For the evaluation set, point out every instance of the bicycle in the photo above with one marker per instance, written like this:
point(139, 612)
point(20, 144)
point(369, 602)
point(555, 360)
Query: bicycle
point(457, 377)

YOUR OBJECTIVE: Rewrite the records with every occurrence of "bicycle" changed to "bike", keeping everything else the same.

SOLUTION FOR THIS PROBLEM:
For the evaluation set, point out every instance of the bike in the photo above with one marker per instance, written like this:
point(139, 612)
point(20, 144)
point(369, 602)
point(555, 360)
Query: bike
point(457, 377)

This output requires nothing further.